__Metin Parçası__.
Baskın Oran

Dertli ama şanslı: Tunus

Dertli ama şanslı: Tunus
Dertli ama şanslı: Tunus

Kentin ana bulvarında jiletli tel örgüler.

‘‘Demokrasiye Geçiş: Yeni Bir Tunus Gerçeğine Doğru” konferansı için Tunus-Kartaca havalimanına iniyoruz. Tekerlekler yere değince bir alkıştır kopuyor. Bavulları bekliyoruz, tam 1 saat sonunda geldi. Benim dizler mafiş. Popo iliştirecek yer yok. Tunuslular sakin, bekliyor. Feyhan mırıldanıyor: “Bagajlar gelince alkışlamalılardı, asıl. Biz, bizden daha geri yere gitmeyelim, mümkünse”.

__Veri Bölümü__.
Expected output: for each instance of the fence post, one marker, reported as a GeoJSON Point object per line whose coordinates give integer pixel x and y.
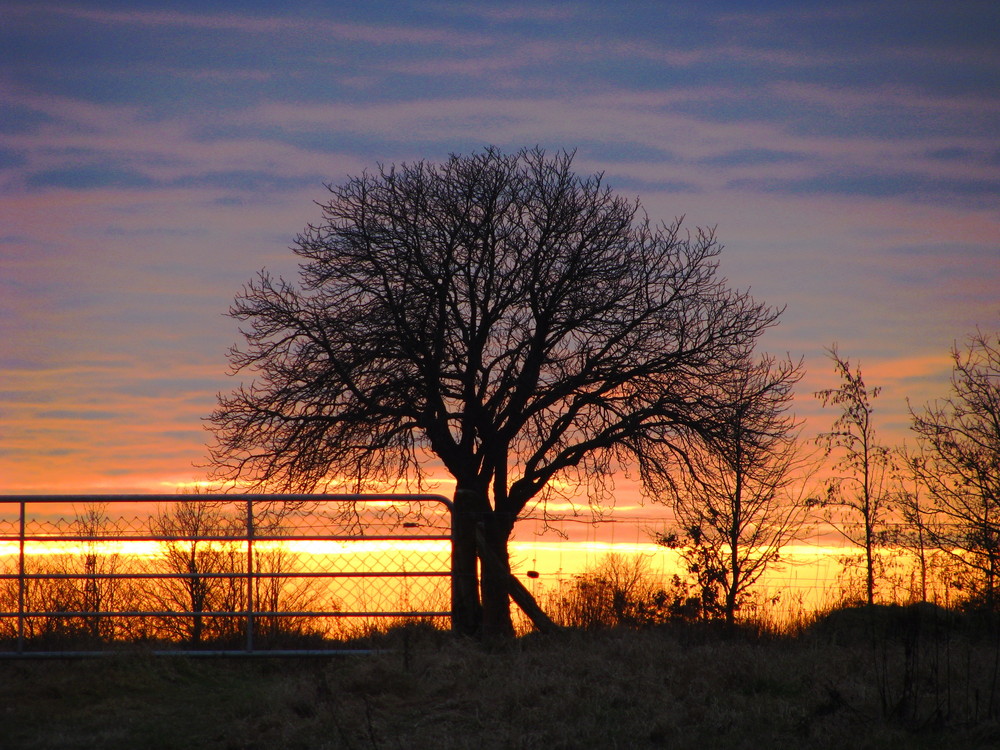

__Çözülecek Görevler__.
A. Tunus yazısına göre şu ifadelerin her biri doğru mu? Her birine evet ya da hayır deyin ve yazıdaki belirleyici sözleri aynen aktarın: (i) Uçak Tunus-Kartaca havalimanına indi. (ii) Tunuslular bavulları beklerken sabırsızlandı. (iii) Bavullar tam bir saat sonra geldi.
B. Tunus yazısını iki cümleyle özetleyin.
C. Tunus yazısını kaldığı yerden sürdürün.

__Alıştırma Yanıtları__.
A.
(i) Evet: "Tunus-Kartaca havalimanına iniyoruz."
(ii) Hayır: "Tunuslular sakin, bekliyor."
(iii) Evet: "Bavulları bekliyoruz, tam 1 saat sonunda geldi."

B. Anlatıcı, "Demokrasiye Geçiş: Yeni Bir Tunus Gerçeğine Doğru" konferansı için Tunus-Kartaca havalimanına indiklerini anlatır. Tekerlekler yere değince alkış kopar, bavullar ancak bir saat sonra gelir ve oturacak yer yoktur; Tunuslular sakince beklerken Feyhan asıl bagajlar gelince alkışlanması gerektiğini mırıldanır.

C.
Özal-öncesi durumlar

“Arap Baharı”nın başlatıcısı Tunus’un önünde epey uzun bir süreç var galiba. Bizim 1950 (tek partiden kurtulma) ile 1961’i (göreli özgürlük) birarada idrak ediyor gibi. Bir defa, kesinlikle Özal-öncesi bir Türkiye . İner inmez öğreneceğiz, hani bizde 1930 tarihli bir “Türk Parasının Kıymetini Koruma Hakkında Kanun” vardı. Cebinde 1 dolar buldular mı, ört ki ölem idi. Burada da bunun Tunus versiyonu geçerli imiş. Girerken biraz Avro bozduruyoruz. Makbuzu saklıyorum. İyi ediyorum çünkü harcayamadığımız kısmını tekrar Avro’ya çevirmek için onu istediler, dönerken. Havaalanından şehre çıkarken, bavullar yine X makinelerinden geçiyor, ne hikmetse.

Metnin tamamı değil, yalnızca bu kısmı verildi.